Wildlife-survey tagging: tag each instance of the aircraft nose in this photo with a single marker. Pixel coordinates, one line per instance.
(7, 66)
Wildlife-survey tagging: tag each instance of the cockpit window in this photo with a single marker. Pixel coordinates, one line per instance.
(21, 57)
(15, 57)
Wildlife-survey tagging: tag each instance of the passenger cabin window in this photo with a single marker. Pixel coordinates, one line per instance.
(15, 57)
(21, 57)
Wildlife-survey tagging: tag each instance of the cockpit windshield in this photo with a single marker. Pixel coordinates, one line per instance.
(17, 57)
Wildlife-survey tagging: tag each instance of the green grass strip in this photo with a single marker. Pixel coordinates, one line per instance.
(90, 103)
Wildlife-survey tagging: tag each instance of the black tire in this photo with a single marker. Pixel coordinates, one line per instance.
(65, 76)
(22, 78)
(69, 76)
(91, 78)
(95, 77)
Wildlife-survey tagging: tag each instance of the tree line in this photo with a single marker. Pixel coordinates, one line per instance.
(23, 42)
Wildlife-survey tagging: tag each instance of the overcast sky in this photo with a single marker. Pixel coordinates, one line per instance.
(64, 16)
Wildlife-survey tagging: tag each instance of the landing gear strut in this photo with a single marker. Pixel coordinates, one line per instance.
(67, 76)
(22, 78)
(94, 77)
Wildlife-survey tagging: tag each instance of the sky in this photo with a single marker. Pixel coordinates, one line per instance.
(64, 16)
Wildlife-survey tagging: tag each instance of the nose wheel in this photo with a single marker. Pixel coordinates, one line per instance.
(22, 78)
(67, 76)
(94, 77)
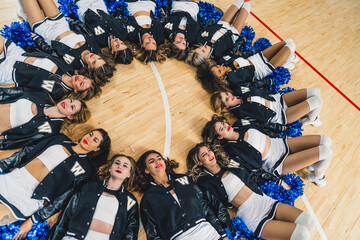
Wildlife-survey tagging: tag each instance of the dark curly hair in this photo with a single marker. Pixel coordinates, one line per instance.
(208, 80)
(103, 171)
(142, 179)
(209, 134)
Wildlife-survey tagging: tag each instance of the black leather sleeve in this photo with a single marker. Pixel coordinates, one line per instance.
(59, 203)
(210, 215)
(132, 229)
(149, 223)
(14, 160)
(61, 227)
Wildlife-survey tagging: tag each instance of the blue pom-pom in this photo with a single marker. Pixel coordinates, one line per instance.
(241, 231)
(68, 8)
(117, 6)
(280, 76)
(249, 34)
(261, 44)
(277, 192)
(162, 4)
(19, 33)
(207, 12)
(39, 231)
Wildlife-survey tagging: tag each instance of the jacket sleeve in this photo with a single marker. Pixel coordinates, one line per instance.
(132, 223)
(14, 160)
(60, 229)
(149, 223)
(59, 203)
(210, 215)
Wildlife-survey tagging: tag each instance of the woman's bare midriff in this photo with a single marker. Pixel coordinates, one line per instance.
(37, 169)
(31, 60)
(101, 226)
(241, 196)
(267, 145)
(64, 34)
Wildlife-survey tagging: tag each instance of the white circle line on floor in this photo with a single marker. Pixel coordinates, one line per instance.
(318, 225)
(166, 152)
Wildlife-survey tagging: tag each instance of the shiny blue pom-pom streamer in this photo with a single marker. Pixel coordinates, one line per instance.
(117, 6)
(277, 192)
(160, 4)
(280, 76)
(241, 231)
(19, 33)
(207, 12)
(261, 44)
(39, 231)
(68, 8)
(249, 34)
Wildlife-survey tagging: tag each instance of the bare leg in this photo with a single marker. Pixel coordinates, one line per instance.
(241, 19)
(287, 213)
(301, 143)
(33, 11)
(6, 216)
(279, 230)
(49, 8)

□ □ □ □ □ □ □

Description of the task: Transcribe exactly, and only, the lines from the one holding "Wildlife-survey tagging: tag each instance of the shiny" through the final line of the listing.

Task response:
Wildlife-survey tagging: tag each instance of the shiny blue pom-pom streamer in this photo with a single marker. Pixel coordinates, one line per instance.
(117, 6)
(277, 192)
(160, 4)
(280, 76)
(241, 231)
(19, 33)
(207, 12)
(261, 44)
(39, 231)
(68, 8)
(249, 34)
Wildlife-survey tagging: tag each instance of the bare leg in this photo with a single marker. Pixel coordinates, one line per instance.
(241, 19)
(287, 213)
(301, 143)
(33, 11)
(6, 216)
(279, 230)
(49, 8)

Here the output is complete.